## BEGIN THE INPUT
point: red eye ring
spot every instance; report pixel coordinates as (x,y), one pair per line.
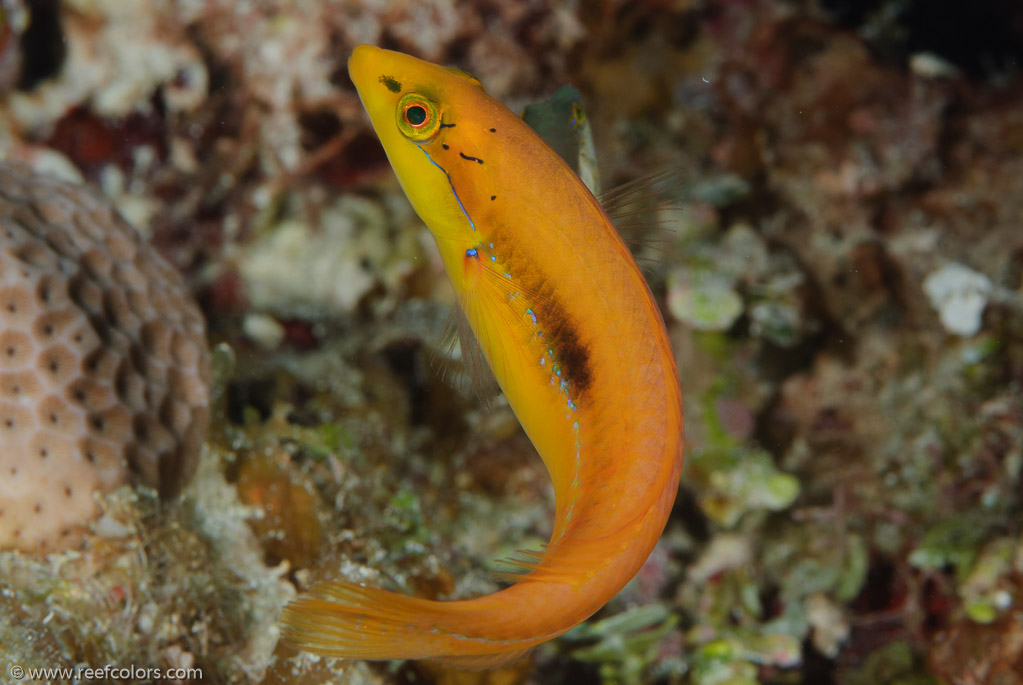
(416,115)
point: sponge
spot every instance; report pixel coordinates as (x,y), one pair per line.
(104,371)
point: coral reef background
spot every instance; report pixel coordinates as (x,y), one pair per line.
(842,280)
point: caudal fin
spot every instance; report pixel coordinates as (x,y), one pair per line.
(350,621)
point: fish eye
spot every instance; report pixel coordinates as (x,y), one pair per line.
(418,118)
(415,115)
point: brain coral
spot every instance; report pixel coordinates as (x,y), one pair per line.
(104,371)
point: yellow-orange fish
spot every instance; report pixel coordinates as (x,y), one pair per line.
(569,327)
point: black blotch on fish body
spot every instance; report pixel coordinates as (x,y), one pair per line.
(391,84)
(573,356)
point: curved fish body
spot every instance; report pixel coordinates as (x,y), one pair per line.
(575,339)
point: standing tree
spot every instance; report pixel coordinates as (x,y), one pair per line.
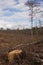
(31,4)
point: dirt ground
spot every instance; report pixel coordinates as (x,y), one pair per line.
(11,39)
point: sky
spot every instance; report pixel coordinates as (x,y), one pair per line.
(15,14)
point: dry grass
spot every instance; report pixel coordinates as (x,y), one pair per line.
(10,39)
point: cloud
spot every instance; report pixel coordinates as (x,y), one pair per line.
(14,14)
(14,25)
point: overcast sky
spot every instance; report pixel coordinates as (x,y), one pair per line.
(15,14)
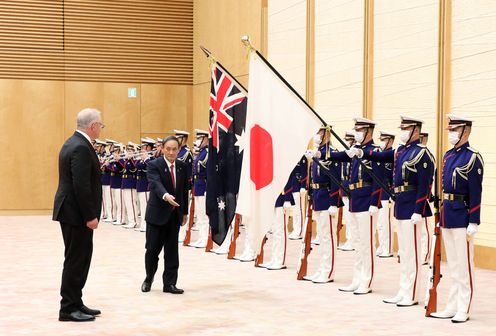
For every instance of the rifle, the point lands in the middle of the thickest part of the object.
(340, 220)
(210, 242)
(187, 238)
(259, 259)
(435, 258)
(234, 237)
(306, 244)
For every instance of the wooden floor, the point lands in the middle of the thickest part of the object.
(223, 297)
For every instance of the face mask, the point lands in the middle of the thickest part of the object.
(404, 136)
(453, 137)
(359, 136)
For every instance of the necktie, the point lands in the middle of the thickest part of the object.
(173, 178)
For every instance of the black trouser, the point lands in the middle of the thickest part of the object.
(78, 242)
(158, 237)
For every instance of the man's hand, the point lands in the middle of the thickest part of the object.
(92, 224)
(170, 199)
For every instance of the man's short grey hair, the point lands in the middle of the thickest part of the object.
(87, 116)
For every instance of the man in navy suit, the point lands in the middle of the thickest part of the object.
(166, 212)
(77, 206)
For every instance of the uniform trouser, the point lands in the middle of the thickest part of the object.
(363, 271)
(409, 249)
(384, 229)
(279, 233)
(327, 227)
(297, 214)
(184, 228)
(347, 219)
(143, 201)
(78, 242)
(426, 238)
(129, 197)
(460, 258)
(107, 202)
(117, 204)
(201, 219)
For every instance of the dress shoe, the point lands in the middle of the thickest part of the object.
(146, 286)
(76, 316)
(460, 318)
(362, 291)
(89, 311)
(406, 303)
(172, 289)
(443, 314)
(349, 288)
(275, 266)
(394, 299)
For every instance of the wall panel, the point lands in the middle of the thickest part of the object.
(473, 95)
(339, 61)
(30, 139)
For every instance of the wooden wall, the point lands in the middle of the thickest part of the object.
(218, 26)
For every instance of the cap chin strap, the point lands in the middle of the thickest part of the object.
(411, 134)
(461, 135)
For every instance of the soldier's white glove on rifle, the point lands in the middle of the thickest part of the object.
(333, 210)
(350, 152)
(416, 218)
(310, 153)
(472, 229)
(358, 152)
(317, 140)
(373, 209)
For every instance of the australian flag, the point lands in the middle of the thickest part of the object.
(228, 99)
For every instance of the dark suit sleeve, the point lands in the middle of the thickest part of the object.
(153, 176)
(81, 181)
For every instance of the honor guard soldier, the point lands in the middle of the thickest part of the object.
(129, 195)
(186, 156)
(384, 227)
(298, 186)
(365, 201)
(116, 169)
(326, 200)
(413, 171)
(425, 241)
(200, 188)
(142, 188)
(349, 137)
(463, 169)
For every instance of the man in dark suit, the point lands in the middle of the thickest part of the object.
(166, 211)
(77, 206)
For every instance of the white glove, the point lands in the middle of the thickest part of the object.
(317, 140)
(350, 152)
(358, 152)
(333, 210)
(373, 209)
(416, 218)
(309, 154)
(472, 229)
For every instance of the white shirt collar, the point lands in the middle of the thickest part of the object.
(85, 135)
## END THE INPUT
Take the data above and repeat it exactly, leaving each picture out.

- _SOLUTION TO THE EXERCISE_
point: red eye ring
spot every instance; report pixel coordinates as (x,y), one pair per line.
(416,115)
point: sponge
spot every instance; report pixel coordinates as (x,y), one pair per line.
(104,371)
point: coral reef background
spot every instance; report pixel coordinates as (x,y), one pair per line.
(842,280)
point: caudal fin
spot every instance; report pixel coordinates as (x,y), one pair per line.
(350,621)
point: fish eye
spot every instance; report pixel coordinates as (x,y), one pair per line.
(418,118)
(415,115)
point: brain coral
spot every instance; report pixel coordinates as (x,y), one pair per line.
(104,371)
point: yellow-orange fish
spot every instance; report pixel coordinates as (x,y), one pair per line.
(569,327)
point: black blotch on fish body
spot every instance; report pixel coordinates as (x,y), one pair per line.
(391,84)
(573,356)
point: curved fish body
spot every instance; report pixel coordinates as (x,y), one pair per line.
(575,339)
point: standing tree
spot every instance; report pixel coordinates as (x,y), one pair per line.
(31,4)
point: dirt ground
spot every instance; report pixel coordinates as (x,y), one pair per line.
(11,39)
point: sky
spot every instance; report pixel coordinates as (x,y), one pair per line.
(15,14)
point: dry grass
spot every instance; report pixel coordinates as (x,y), one pair per line.
(10,39)
point: cloud
spot every instance; report pixel coordinates as (x,y), one pair per line.
(14,14)
(14,25)
point: overcast sky
spot every instance; report pixel coordinates as (x,y), one pair per line.
(15,14)
For every instance of the rifle, the point lands in the middle of the thickest part of the object.
(340, 220)
(210, 242)
(187, 238)
(259, 259)
(435, 258)
(234, 237)
(306, 244)
For every instance of the wooden floor, the point lands in the middle of the thickest part of the object.
(223, 297)
For every instance of the face mask, the point lands in the middle of the thickest part of the object.
(404, 136)
(453, 137)
(359, 136)
For every instance of the necktie, the point lands in the middle of the thickest part of the object.
(173, 178)
For every instance of the black trouser, the point lands in the middle of the thickest part of the object.
(78, 242)
(158, 237)
For every instance of the man's hand, the point lands in the middle of the thickest part of the object.
(92, 224)
(170, 199)
For every instance of the man's short grey hair, the point lands in the middle of the thickest part of the object.
(87, 116)
For every instance of the man in navy suit, the point lands in the middle of the thickest part of the object.
(166, 212)
(77, 206)
For every instance of the uniform trouser, the point lands in the middle of the thickest part of the object.
(363, 271)
(409, 249)
(384, 229)
(279, 233)
(327, 227)
(297, 214)
(184, 228)
(347, 219)
(143, 201)
(78, 242)
(426, 238)
(129, 197)
(460, 258)
(107, 202)
(117, 204)
(201, 219)
For every instance of the dress shoe, the point lands in the middle of the thickest part of the object.
(146, 286)
(76, 316)
(460, 318)
(362, 291)
(89, 311)
(406, 303)
(172, 289)
(443, 314)
(349, 288)
(275, 266)
(394, 299)
For every instance of the wall panel, the point lands in the middle of the thickest part of the object.
(473, 95)
(339, 61)
(30, 139)
For every instance of the wooden wall, the point lands in the middle of the thickest part of the object.
(218, 26)
For every instance of the cap chin strap, the point lands in the middle of the thickest part of the object.
(411, 134)
(461, 135)
For every instance of the soldier's white glove on rifle, the point lands in the middle of the thickest part of the object.
(333, 210)
(350, 152)
(416, 218)
(310, 153)
(472, 229)
(358, 152)
(317, 140)
(373, 209)
For every instance of the australian flag, the point lands in the middle of the thickest part of the object.
(228, 99)
For every instance of the dark suit sleeve, the point lands in the middle of the thickest part of the object.
(153, 176)
(81, 181)
For every instance of the honor guard soldier, the point lands in the middle of the thickest part of the object.
(129, 195)
(186, 156)
(384, 227)
(298, 186)
(365, 201)
(116, 169)
(326, 200)
(413, 171)
(425, 241)
(200, 188)
(142, 188)
(349, 137)
(463, 169)
For every instance of the man in dark suit, the point lands in the middle of the thickest part of the object.
(166, 211)
(77, 206)
For every instance of the white glove, the point lands in the middle of the thickest part of the object.
(317, 140)
(350, 152)
(358, 152)
(333, 210)
(373, 209)
(416, 218)
(309, 154)
(472, 229)
For every instance of the white shirt collar, the point lands in the middle of the thickest part of the object.
(85, 135)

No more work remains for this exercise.